--- BEGIN MATERIAL ---

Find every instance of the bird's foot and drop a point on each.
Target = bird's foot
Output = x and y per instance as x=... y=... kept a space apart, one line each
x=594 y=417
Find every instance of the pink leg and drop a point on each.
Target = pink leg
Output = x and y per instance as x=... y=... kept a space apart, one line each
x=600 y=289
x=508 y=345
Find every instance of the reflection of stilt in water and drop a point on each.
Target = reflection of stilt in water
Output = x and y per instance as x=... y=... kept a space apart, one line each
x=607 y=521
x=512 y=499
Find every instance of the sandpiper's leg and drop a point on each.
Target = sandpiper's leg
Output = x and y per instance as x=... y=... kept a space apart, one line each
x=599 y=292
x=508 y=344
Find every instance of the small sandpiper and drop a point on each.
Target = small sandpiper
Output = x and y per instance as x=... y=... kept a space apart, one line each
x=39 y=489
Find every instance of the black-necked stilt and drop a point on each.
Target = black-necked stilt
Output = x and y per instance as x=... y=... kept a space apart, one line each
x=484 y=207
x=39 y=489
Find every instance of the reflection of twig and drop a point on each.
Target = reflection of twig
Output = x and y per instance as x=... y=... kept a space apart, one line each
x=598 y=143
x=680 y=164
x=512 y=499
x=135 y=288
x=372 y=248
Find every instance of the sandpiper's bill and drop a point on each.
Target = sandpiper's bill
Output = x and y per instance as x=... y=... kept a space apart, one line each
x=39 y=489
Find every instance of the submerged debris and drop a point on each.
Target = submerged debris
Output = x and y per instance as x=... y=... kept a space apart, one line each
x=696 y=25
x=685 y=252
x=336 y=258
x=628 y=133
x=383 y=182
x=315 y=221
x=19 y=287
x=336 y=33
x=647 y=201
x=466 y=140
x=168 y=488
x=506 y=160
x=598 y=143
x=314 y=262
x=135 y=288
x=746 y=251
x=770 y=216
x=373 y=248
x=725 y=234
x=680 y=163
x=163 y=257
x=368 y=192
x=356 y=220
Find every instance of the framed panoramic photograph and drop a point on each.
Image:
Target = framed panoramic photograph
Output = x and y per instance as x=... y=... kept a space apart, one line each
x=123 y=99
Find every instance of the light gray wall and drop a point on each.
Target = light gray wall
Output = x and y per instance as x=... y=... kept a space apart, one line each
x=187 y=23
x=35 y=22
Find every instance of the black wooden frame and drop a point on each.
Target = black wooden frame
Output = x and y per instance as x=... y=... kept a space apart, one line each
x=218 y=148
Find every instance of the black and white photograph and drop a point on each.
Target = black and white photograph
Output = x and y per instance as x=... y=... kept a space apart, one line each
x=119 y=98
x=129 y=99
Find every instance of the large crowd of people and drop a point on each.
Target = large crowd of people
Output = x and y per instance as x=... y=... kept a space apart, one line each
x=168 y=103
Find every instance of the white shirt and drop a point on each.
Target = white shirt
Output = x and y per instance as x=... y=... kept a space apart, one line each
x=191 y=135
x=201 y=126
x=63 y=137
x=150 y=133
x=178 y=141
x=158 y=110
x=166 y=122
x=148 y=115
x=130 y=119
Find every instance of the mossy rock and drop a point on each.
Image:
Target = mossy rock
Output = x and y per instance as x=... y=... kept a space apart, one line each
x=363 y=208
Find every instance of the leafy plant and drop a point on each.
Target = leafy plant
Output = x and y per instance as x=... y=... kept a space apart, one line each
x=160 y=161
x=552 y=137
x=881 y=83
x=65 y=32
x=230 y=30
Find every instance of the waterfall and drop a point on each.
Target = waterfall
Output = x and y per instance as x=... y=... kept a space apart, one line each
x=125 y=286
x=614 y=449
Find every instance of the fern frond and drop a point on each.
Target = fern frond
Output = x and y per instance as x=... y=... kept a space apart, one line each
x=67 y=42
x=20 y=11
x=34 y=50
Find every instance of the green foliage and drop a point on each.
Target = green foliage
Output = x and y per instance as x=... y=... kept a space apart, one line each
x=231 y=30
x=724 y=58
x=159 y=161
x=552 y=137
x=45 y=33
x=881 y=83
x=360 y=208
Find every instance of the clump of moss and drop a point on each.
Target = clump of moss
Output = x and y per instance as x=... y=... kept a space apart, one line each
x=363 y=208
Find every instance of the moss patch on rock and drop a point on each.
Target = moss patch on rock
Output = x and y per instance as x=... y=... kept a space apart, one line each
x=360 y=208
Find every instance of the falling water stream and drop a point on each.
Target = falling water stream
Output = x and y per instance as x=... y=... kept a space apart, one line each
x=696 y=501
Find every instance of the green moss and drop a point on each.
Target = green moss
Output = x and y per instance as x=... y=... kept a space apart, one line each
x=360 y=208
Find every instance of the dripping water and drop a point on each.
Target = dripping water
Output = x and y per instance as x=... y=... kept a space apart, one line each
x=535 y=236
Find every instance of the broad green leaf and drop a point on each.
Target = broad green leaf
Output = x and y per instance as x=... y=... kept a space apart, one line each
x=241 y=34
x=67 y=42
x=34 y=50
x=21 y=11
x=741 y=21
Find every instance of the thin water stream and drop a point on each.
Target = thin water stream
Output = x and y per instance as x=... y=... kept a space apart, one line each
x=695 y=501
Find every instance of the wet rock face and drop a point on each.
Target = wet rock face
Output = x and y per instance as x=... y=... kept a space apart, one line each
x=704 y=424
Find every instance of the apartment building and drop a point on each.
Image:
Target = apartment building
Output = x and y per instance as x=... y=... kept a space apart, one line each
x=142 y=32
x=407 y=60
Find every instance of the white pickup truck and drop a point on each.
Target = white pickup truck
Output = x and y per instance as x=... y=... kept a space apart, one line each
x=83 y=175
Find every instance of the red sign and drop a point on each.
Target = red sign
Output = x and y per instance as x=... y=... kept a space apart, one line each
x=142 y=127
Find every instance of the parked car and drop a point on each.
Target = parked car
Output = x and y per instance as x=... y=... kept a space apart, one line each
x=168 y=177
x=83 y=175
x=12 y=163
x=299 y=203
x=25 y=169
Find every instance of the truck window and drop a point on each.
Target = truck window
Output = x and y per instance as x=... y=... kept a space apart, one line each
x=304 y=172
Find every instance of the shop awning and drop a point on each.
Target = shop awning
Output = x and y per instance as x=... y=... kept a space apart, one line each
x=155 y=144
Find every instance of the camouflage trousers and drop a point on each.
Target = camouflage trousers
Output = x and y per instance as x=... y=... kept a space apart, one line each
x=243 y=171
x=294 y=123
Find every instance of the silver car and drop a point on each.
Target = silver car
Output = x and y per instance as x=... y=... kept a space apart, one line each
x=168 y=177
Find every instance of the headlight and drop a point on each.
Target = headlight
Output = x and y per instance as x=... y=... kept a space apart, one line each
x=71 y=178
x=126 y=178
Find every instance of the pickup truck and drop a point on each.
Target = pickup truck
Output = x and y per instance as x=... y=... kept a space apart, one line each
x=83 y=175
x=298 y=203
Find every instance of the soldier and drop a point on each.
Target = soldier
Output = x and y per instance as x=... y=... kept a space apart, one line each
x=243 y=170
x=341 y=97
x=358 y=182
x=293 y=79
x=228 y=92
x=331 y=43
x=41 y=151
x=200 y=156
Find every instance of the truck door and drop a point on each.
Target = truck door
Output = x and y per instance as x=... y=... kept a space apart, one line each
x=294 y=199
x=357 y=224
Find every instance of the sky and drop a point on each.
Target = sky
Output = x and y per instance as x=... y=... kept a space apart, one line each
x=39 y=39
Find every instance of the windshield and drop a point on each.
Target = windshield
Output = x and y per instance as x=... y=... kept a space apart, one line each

--- END MATERIAL ---

> [DIRECTIONS FOR THIS TASK] Reproduce each item above word for word, from the first through the last, leaving nothing out.

> [TASK SOLUTION]
Find every instance of the bird's foot and drop a point on each.
Target = bird's foot
Output = x and y per instance as x=... y=... kept a space apart, one line each
x=594 y=417
Find every instance of the pink leg and drop a point on each.
Target = pink leg
Output = x and y per instance as x=... y=... kept a space apart, one line each
x=600 y=289
x=508 y=345
Find every instance of the reflection of stilt in water and drop a point on each.
Target = reflection of stilt in water
Output = x and y per instance as x=... y=... kept a space apart, one line each
x=607 y=521
x=512 y=499
Find every instance of the sandpiper's leg and drop a point on each.
Target = sandpiper's leg
Output = x and y per instance as x=... y=... kept a space apart, one line each
x=599 y=292
x=508 y=344
Find every instance of the small sandpiper and drop a point on each.
Target = small sandpiper
Output = x and y per instance as x=... y=... kept a space apart, one line each
x=39 y=489
Find every instance of the black-necked stilt and drop a point on each.
Target = black-necked stilt
Output = x and y per instance as x=... y=... kept a space apart, one line each
x=484 y=207
x=39 y=489
Find every instance of the reflection of twig and drop a point on each.
Target = reflection of twig
Output = x and y per instance as x=... y=... kept a space apart, one line each
x=598 y=143
x=680 y=164
x=512 y=499
x=135 y=288
x=372 y=248
Find every instance of the sandpiper's bill and drop a point on each.
Target = sandpiper's bill
Output = x and y per instance as x=... y=... kept a space apart, one line each
x=39 y=489
Find every instance of the submerged debris and drop a point on each.
Target = submerged debris
Output = x and y per instance as x=... y=... kept a space apart, one line each
x=696 y=25
x=685 y=252
x=336 y=258
x=628 y=133
x=383 y=182
x=315 y=221
x=19 y=287
x=336 y=33
x=647 y=201
x=466 y=140
x=168 y=488
x=506 y=160
x=598 y=143
x=314 y=262
x=135 y=288
x=746 y=251
x=770 y=216
x=373 y=248
x=725 y=234
x=680 y=163
x=163 y=257
x=368 y=192
x=356 y=220
Find every instance of the framed panoramic photograph and drop a point on each.
Image:
Target = framed panoramic photograph
Output = x and y per instance as x=... y=... kept a space apart, one line each
x=123 y=99
Find every instance of the light gray wall and drop a point on each.
Target = light gray wall
Output = x and y per instance as x=... y=... kept a space apart, one line each
x=187 y=23
x=35 y=22
Find every instance of the black wooden frame and drop a point on each.
Target = black wooden frame
Output = x and y per instance as x=... y=... kept a space apart, one line each
x=218 y=148
Find every instance of the black and white photograph and drop a point on each.
Target = black and white photograph
Output = x and y per instance as x=... y=... kept a space apart, one line each
x=119 y=98
x=129 y=99
Find every instance of the large crowd of people and drop a point on each.
Target = large crowd of people
Output = x and y per instance as x=... y=... kept a space apart, one line each
x=168 y=103
Find every instance of the white shirt and drop a point on each.
Target = white shirt
Output = x and y per instance as x=... y=... kept a space apart, one line each
x=191 y=135
x=201 y=126
x=63 y=137
x=150 y=133
x=178 y=141
x=158 y=110
x=166 y=122
x=148 y=115
x=130 y=119
Find every instance of the mossy rock and drop a point on each.
Image:
Target = mossy rock
Output = x and y per instance as x=... y=... kept a space apart, one line each
x=363 y=208
Find every instance of the leafy plant and drop a point on each.
Target = leafy plant
Output = x and y per instance as x=... y=... kept a space apart, one line each
x=160 y=161
x=552 y=137
x=881 y=83
x=65 y=32
x=230 y=30
Find every instance of the waterfall and drop a point on each.
Target = waterfall
Output = x and y per instance as x=... y=... kept a space apart, one line each
x=125 y=286
x=614 y=449
Find every instance of the fern frond and drop a point on each.
Target = fern frond
Output = x and y per instance as x=... y=... kept a space apart, one line each
x=67 y=42
x=20 y=11
x=34 y=50
Find every instance of the green foliage and drop a point on each.
Target = green foliage
Output = x and y per instance as x=... y=... kept a space apart, one line each
x=231 y=30
x=724 y=58
x=159 y=161
x=552 y=137
x=45 y=33
x=881 y=83
x=360 y=208
Find every instance of the clump of moss and drop a point on each.
Target = clump of moss
Output = x and y per instance as x=... y=... kept a space apart, one line each
x=363 y=208
Find every instance of the moss patch on rock and drop a point on each.
Target = moss patch on rock
Output = x and y per instance as x=... y=... kept a space apart, one line each
x=360 y=208
Find every instance of the falling water stream and drop a point on each.
Target = falling water stream
Output = x and y per instance as x=... y=... kept a space apart, one line each
x=696 y=501
Find every instance of the green moss and drop a point on each.
Target = green moss
Output = x and y per instance as x=... y=... kept a space apart, one line each
x=360 y=208
Find every instance of the dripping water and drop a point on each.
Target = dripping water
Output = x and y per instance as x=... y=... kept a space apart, one line each
x=535 y=236
Find every instance of the broad green leaf and drop a point on each.
Target = broad green leaf
Output = x and y per instance as x=... y=... kept a space apart, one line each
x=241 y=34
x=67 y=42
x=34 y=50
x=21 y=11
x=741 y=21
Find every instance of the thin water stream and drop a point on each.
Target = thin water stream
Output = x and y per instance as x=... y=... kept a space apart, one line each
x=695 y=501
Find every instance of the wet rock face and drop a point on each.
Target = wet rock face
Output = x and y per instance as x=... y=... kept a space apart, one line each
x=704 y=424
Find every instance of the apartment building and drop a point on each.
Image:
Target = apartment building
Output = x and y per instance as x=... y=... kept a space apart, one line each
x=142 y=32
x=407 y=60
Find every instance of the white pickup truck and drop a point on each.
Target = white pickup truck
Output = x and y per instance as x=... y=... kept a space apart, one line each
x=83 y=175
Find every instance of the red sign and drop a point on each.
Target = red sign
Output = x and y per instance as x=... y=... kept a space apart, one line each
x=142 y=127
Find every instance of the parked car and drop a point on each.
Target = parked car
Output = x and y per instance as x=... y=... kept a space apart, one line each
x=168 y=177
x=83 y=175
x=12 y=163
x=299 y=203
x=25 y=169
Find every instance of the truck window and drop a point on each.
Target = truck window
Output = x and y per instance as x=... y=... kept a space apart, one line each
x=304 y=172
Find every instance of the shop awning and drop a point on each.
Target = shop awning
Output = x and y per instance as x=... y=... kept a space apart, one line each
x=155 y=144
Find every instance of the camouflage trousers and drop a point on each.
Target = camouflage trousers
Output = x and y per instance as x=... y=... kept a space apart, one line each
x=243 y=171
x=294 y=123
Find every instance of the silver car and drop a point on each.
Target = silver car
Output = x and y per instance as x=... y=... kept a space apart, one line each
x=168 y=177
Find every instance of the headlight and drop a point on each.
Target = headlight
Output = x and y per instance as x=... y=... kept a space apart, one line each
x=71 y=178
x=126 y=178
Find every instance of the pickup truck and drop a point on each.
Target = pickup truck
Output = x and y per instance as x=... y=... kept a space apart, one line each
x=83 y=175
x=298 y=203
Find every instance of the soldier and drop a point on each.
Target = soldier
Output = x and y per instance as x=... y=... kept a space apart, one line each
x=243 y=170
x=341 y=97
x=358 y=182
x=293 y=79
x=228 y=92
x=331 y=43
x=41 y=151
x=200 y=156
Find every instance of the truck door and drop a point on each.
Target = truck door
Output = x and y per instance as x=... y=... kept a space apart, one line each
x=294 y=199
x=357 y=224
Find every instance of the sky and drop a point on each.
Target = sky
Output = x and y per instance as x=... y=... kept a space apart, one line each
x=39 y=39
Find every instance of the windshield and drop a point on each.
Target = windshield
Output = x and y per instance as x=... y=... kept a space apart, one line each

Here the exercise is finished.